Directions for this task: Return all the records, each one exactly as given.

==========

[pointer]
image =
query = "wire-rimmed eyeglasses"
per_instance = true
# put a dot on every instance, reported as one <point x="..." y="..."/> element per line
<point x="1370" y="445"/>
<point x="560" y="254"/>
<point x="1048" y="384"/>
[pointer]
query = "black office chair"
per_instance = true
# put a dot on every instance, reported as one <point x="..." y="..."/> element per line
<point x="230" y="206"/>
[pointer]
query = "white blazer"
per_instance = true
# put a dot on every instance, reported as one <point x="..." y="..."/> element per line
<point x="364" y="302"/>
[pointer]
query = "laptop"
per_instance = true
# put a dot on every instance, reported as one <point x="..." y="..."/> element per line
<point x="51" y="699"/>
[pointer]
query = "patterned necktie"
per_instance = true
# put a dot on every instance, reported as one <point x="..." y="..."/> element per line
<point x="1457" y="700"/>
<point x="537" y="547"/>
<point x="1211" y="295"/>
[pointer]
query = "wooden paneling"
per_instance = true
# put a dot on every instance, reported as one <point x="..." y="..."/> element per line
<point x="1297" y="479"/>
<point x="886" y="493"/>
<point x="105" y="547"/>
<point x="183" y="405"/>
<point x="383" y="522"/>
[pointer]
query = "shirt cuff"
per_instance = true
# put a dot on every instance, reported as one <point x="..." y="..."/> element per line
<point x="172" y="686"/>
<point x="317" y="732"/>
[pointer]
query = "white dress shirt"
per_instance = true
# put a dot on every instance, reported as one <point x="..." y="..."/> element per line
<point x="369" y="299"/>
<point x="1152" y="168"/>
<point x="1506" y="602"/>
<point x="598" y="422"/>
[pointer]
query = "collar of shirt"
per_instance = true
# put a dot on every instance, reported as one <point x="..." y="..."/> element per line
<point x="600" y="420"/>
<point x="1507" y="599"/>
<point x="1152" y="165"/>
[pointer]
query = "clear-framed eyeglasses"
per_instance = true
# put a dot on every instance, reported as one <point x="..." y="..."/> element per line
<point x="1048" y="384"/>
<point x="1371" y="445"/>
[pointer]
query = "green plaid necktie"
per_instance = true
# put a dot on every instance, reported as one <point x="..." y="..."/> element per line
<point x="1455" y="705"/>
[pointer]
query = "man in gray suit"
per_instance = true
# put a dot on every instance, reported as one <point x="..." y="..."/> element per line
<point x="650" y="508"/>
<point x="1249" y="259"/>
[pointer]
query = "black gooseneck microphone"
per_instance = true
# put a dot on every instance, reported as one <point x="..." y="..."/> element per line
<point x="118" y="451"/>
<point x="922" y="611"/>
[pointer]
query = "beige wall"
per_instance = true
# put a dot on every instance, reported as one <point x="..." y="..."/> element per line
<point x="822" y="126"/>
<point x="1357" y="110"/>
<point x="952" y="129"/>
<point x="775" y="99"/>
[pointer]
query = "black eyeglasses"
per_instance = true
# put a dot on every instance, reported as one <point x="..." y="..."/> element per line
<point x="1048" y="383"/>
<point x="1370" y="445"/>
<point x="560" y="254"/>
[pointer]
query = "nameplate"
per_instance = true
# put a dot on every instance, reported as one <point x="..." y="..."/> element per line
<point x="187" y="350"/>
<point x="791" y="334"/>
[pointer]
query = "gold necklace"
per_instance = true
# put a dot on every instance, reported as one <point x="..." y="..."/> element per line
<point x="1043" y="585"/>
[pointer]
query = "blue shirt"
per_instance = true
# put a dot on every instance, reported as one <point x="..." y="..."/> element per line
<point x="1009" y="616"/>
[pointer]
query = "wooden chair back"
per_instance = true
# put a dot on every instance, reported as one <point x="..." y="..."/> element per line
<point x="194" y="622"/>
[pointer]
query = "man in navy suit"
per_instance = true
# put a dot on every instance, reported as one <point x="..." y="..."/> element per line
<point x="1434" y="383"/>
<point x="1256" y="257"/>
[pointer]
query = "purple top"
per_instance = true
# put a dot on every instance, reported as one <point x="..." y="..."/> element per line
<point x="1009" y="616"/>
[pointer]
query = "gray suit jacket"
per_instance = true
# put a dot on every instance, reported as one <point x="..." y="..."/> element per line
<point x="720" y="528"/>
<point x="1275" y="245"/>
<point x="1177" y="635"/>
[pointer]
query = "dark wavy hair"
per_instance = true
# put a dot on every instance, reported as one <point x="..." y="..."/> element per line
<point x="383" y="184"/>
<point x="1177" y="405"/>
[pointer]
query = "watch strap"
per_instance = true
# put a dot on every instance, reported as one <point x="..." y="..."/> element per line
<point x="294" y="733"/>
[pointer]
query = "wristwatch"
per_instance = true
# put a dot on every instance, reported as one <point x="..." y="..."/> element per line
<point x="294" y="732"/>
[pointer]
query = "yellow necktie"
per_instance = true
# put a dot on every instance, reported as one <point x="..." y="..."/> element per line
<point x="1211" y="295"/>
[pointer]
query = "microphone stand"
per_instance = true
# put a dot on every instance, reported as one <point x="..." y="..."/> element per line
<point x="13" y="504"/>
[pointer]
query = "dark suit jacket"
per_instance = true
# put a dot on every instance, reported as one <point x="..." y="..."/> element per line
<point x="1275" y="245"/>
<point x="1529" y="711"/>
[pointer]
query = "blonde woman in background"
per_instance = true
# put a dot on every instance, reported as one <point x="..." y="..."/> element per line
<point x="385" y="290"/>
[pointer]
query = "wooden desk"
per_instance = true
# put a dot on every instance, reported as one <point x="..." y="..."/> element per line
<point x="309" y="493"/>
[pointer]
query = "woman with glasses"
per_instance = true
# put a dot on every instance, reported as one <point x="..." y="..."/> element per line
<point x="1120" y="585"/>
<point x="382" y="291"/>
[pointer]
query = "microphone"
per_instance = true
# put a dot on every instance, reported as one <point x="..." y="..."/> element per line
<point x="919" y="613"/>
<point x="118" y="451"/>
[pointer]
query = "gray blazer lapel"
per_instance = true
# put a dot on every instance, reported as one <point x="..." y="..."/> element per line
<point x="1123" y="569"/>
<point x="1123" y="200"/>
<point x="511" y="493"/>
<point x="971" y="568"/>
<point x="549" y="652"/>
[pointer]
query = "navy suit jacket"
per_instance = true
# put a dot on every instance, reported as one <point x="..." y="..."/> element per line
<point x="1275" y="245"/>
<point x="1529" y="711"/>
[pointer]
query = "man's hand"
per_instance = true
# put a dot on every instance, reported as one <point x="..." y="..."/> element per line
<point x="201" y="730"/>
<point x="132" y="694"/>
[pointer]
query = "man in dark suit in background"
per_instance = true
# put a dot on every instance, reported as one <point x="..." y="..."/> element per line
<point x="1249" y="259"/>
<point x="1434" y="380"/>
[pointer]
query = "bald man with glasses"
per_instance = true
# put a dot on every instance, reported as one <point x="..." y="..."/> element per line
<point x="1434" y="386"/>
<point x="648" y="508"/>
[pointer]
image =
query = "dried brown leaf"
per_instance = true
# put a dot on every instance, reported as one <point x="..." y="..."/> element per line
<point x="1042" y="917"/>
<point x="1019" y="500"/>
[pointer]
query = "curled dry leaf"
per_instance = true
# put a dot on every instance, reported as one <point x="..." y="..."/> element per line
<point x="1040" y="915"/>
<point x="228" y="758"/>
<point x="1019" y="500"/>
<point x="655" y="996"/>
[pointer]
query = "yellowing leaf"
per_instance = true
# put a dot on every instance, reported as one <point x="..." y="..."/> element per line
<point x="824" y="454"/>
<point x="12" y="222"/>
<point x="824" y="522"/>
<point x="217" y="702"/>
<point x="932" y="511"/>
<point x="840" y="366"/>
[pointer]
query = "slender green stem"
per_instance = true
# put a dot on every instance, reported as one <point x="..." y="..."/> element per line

==========

Result below:
[pointer]
image =
query = "wire-rimmed eyeglasses"
per_instance = true
# put a dot on every instance, reported as one <point x="..." y="..."/> element per line
<point x="1370" y="445"/>
<point x="560" y="254"/>
<point x="1048" y="384"/>
[pointer]
query = "black office chair"
per_instance = true
# put a dot on every instance, reported as one <point x="..." y="..."/> element per line
<point x="230" y="206"/>
[pointer]
query = "white blazer"
per_instance = true
# put a dot on every instance, reported as one <point x="..." y="..."/> element per line
<point x="364" y="302"/>
[pointer]
query = "laptop"
per_instance = true
# put a dot on every instance, reported as one <point x="..." y="..."/> element per line
<point x="51" y="699"/>
[pointer]
query = "patterned necktie"
per_instance = true
# put a dot on every instance, reported as one <point x="..." y="..."/> element per line
<point x="1457" y="700"/>
<point x="537" y="547"/>
<point x="1211" y="295"/>
[pointer]
query = "wooden paneling"
per_instance = true
# put a dot on every instance, reported as one <point x="..." y="..."/> element per line
<point x="1297" y="479"/>
<point x="886" y="493"/>
<point x="105" y="547"/>
<point x="183" y="405"/>
<point x="383" y="522"/>
[pointer]
query = "shirt cuff"
per_instance = true
# put a dot on every instance, reported as one <point x="..." y="..."/> element per line
<point x="172" y="686"/>
<point x="317" y="732"/>
[pointer]
query = "white dress shirt"
per_instance = true
# put a dot on every instance, reported as one <point x="..." y="..."/> element per line
<point x="369" y="299"/>
<point x="1152" y="168"/>
<point x="1506" y="602"/>
<point x="598" y="422"/>
[pointer]
query = "collar of shirt"
per_instance = true
# put a dot on every instance, reported as one <point x="..." y="..."/> element per line
<point x="600" y="420"/>
<point x="1507" y="599"/>
<point x="1152" y="165"/>
[pointer]
query = "clear-framed eyeglasses"
per_instance = true
# put a dot on every instance, reported as one <point x="..." y="..."/> element per line
<point x="1048" y="384"/>
<point x="1371" y="445"/>
[pointer]
query = "green plaid necktie"
per_instance = true
# put a dot on every instance, reported as one <point x="..." y="..."/> element per line
<point x="1455" y="705"/>
[pointer]
query = "man in gray suit"
per_instance = true
# put a dot on every instance, reported as one <point x="..." y="..."/> element per line
<point x="650" y="508"/>
<point x="1249" y="259"/>
[pointer]
query = "black gooseneck microphone"
per_instance = true
# put a dot on every instance, reported as one <point x="..." y="..."/> element per line
<point x="118" y="451"/>
<point x="922" y="611"/>
[pointer]
query = "beige wall"
per_instance = true
# put a dot on every instance, reported as one <point x="..." y="..."/> element per line
<point x="822" y="126"/>
<point x="1357" y="110"/>
<point x="952" y="129"/>
<point x="775" y="99"/>
[pointer]
query = "black eyeglasses"
per_instance = true
# put a dot on every instance, reported as one <point x="..." y="..."/> element per line
<point x="1048" y="383"/>
<point x="1370" y="445"/>
<point x="560" y="254"/>
[pointer]
query = "nameplate"
per_instance = true
# put a dot on every instance, reported as one <point x="..." y="..."/> element per line
<point x="187" y="350"/>
<point x="791" y="334"/>
[pointer]
query = "gold necklace"
per_instance = true
# put a dot on every instance, reported as one <point x="..." y="..."/> element per line
<point x="1043" y="585"/>
[pointer]
query = "blue shirt"
per_instance = true
# put a dot on every instance, reported as one <point x="..." y="..."/> element per line
<point x="1009" y="616"/>
[pointer]
query = "wooden chair back"
per_instance = true
# put a dot on every instance, reported as one <point x="..." y="..."/> element per line
<point x="194" y="622"/>
[pointer]
query = "man in navy suit"
per_instance = true
# put a dot on every instance, reported as one <point x="..." y="..."/> element per line
<point x="1434" y="383"/>
<point x="1256" y="257"/>
[pointer]
query = "purple top"
per_instance = true
# put a dot on every instance, reported as one <point x="..." y="..."/> element per line
<point x="1009" y="616"/>
[pointer]
query = "gray suit jacket"
per_instance = true
# put a dot on every instance, reported as one <point x="..." y="..."/> element per line
<point x="720" y="528"/>
<point x="1275" y="245"/>
<point x="1177" y="635"/>
[pointer]
query = "dark wavy hair"
per_instance = true
# put a dot on every instance, reported as one <point x="..." y="..."/> element per line
<point x="383" y="184"/>
<point x="1177" y="405"/>
[pointer]
query = "watch strap"
per_instance = true
# put a dot on every instance, reported as one <point x="..." y="..."/> element per line
<point x="294" y="733"/>
[pointer]
query = "wristwatch"
per_instance = true
# put a dot on every instance, reported as one <point x="..." y="..."/> element per line
<point x="294" y="732"/>
[pointer]
query = "yellow necktie"
per_instance = true
# put a dot on every instance, reported as one <point x="..." y="..."/> element per line
<point x="1211" y="295"/>
[pointer]
query = "microphone stand"
per_instance = true
# put a dot on every instance, reported as one <point x="..." y="..."/> element per line
<point x="13" y="504"/>
[pointer]
query = "dark suit jacket"
per_instance = true
# put a dot on every instance, reported as one <point x="..." y="..."/> element per line
<point x="1275" y="245"/>
<point x="1529" y="711"/>
[pointer]
query = "blonde woman in background"
per_instance = true
# put a dot on every instance, reported as one <point x="..." y="..."/> element per line
<point x="385" y="290"/>
[pointer]
query = "wooden desk"
per_instance = true
# put a dot on every instance, reported as one <point x="..." y="..."/> element per line
<point x="309" y="493"/>
[pointer]
query = "woman with glasses"
per_instance = true
# put a dot on every instance, reported as one <point x="..." y="..."/> element per line
<point x="1120" y="585"/>
<point x="382" y="291"/>
[pointer]
query = "microphone"
per_instance = true
# put a dot on every instance, reported as one <point x="..." y="..."/> element per line
<point x="919" y="613"/>
<point x="118" y="451"/>
[pointer]
query = "gray blazer lapel"
per_instance = true
# put a dot on every instance, reported as one <point x="..." y="..."/> element per line
<point x="1123" y="569"/>
<point x="1123" y="200"/>
<point x="511" y="493"/>
<point x="971" y="568"/>
<point x="549" y="652"/>
[pointer]
query = "navy suit jacket"
per_instance = true
# put a dot on every instance, reported as one <point x="..." y="..."/> element per line
<point x="1275" y="245"/>
<point x="1529" y="711"/>
[pointer]
query = "man's hand"
per_instance = true
# put a dot on every instance, reported as one <point x="..." y="..."/> element per line
<point x="201" y="730"/>
<point x="132" y="694"/>
[pointer]
query = "man in dark suit in background"
per_instance = true
# put a dot on every instance, reported as one <point x="..." y="..."/> element per line
<point x="1249" y="259"/>
<point x="1434" y="380"/>
[pointer]
query = "bald man with glasses"
per_instance = true
# put a dot on every instance, reported as one <point x="..." y="..."/> element per line
<point x="1434" y="386"/>
<point x="648" y="508"/>
[pointer]
image =
query = "dried brown leaf"
per_instance = true
# put a dot on every instance, reported as one <point x="..." y="..."/> element per line
<point x="1042" y="917"/>
<point x="1019" y="500"/>
[pointer]
query = "curled dry leaf"
per_instance = true
# put a dot on every instance, reported as one <point x="..." y="..."/> element per line
<point x="1040" y="915"/>
<point x="228" y="758"/>
<point x="1019" y="500"/>
<point x="655" y="996"/>
[pointer]
query = "yellowing leaf"
per_instance = true
# put a dot on every instance, reported as one <point x="..." y="..."/> element per line
<point x="824" y="454"/>
<point x="12" y="222"/>
<point x="824" y="522"/>
<point x="217" y="702"/>
<point x="932" y="511"/>
<point x="840" y="366"/>
[pointer]
query = "slender green stem"
per_instance = true
# put a dot on every instance, reported as one <point x="..." y="..."/> element per line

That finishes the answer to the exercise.